> Uit te voeren taken
A) Op welk bedrag stelde de Heffingsambtenaar volgens de uitspraak van het gerechtshof de waarde van de onroerende zaak voor het jaar 2010 vast?
B) Geef een deel van de uitspraak van het gerechtshof opnieuw weer, beginnend bij "tegen de uitspraak" en doorlopend tot en met "het gebruikersdeel bekendgemaakt.". Vervang daarin "Heerenveen" door "Smallingerland".

> Fragment
^^^^

Gerechtshof Leeuwarden, 18-09-2012, BX7847, BK 11/00210 WOZ
Gerechtshof Leeuwarden, 18-09-2012, BX7847, BK 11/00210 WOZ
Gegevens
- Instantie
- Gerechtshof Leeuwarden
- Datum uitspraak
- 18 september 2012
- Datum publicatie
- 20 september 2012
- ECLI
- ECLI:NL:GHLEE:2012:BX7847
- Formele relaties
- Cassatie: ECLI:NL:HR:2013:66, Bekrachtiging/bevestiging
- Zaaknummer
- BK 11/00210 WOZ
Inhoudsindicatie
In geschil is het antwoord op de vraag of aan belanghebbende terecht is aangeslagen voor het gebruikersdeel van de onroerendezaakbelasting.
Uitspraak
GERECHTSHOF LEEUWARDEN
Sector belastingrecht
nummer: 11/00210
uitspraakdatum: 18 september 2012
Uitspraak van de eerste meervoudige belastingkamer
op het hoger beroep van
X te Z (hierna: belanghebbende)
tegen de uitspraak in de zaak met het nummer AWB 10/2148 van de rechtbank Leeuwarden van 30 mei 2011 in het geding tussen belanghebbende en
de heffingsambtenaar van de gemeente Heerenveen (hierna: de Heffingsambtenaar)
1. Ontstaan en loop van het geding
1.1 De Heffingsambtenaar heeft bij beschikking op grond van de Wet waardering onroerende zaken (hierna: de Wet WOZ) de waarde van de onroerende zaak a-weg te L, per waardepeildatum 1 januari 2009, voor het jaar 2010 vastgesteld op € 19.000. In het desbetreffende geschrift zijn ook de aanslagen onroerendezaakbelasting voor het eigenaarsdeel en het gebruikersdeel bekendgemaakt.
1.2 Op het bezwaarschrift van belanghebbende tegen het gebruikersdeel van de aanslag in de onroerendezaakbelasting heeft de Heffingsambtenaar bij uitspraak op bezwaar de aanslag gehandhaafd.
1.3 Belanghebbende heeft tegen deze uitspraak beroep ingesteld bij de rechtbank Leeuwarden (hierna: de Rechtbank). De Rechtbank heeft het beroep bij uitspraak van 30 mei 2011 ongegrond verklaard.
1.4 Tegen deze uitspraak is door belanghebbende hoger beroep aangetekend. De Heffingsambtenaar heeft een verweerschrift ingediend.

^^^^

> Inhoud gegevensset
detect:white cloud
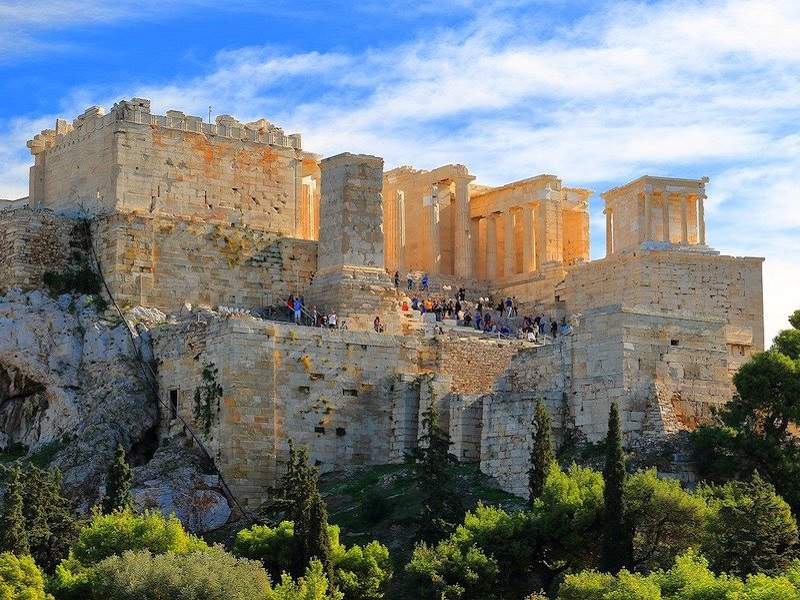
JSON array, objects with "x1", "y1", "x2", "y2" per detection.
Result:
[{"x1": 0, "y1": 0, "x2": 800, "y2": 337}]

^^^^

> Opgeloste opgaven
A) De waarde werd vastgesteld op € 19.000.

B)
tegen de uitspraak in de zaak met het nummer AWB 10/2148 van de rechtbank Leeuwarden van 30 mei 2011 in het geding tussen belanghebbende en
de heffingsambtenaar van de gemeente Smallingerland (hierna: de Heffingsambtenaar)
1. Ontstaan en loop van het geding
1.1 De Heffingsambtenaar heeft bij beschikking op grond van de Wet waardering onroerende zaken (hierna: de Wet WOZ) de waarde van de onroerende zaak a-weg te L, per waardepeildatum 1 januari 2009, voor het jaar 2010 vastgesteld op € 19.000. In het desbetreffende geschrift zijn ook de aanslagen onroerendezaakbelasting voor het eigenaarsdeel en het gebruikersdeel bekendgemaakt.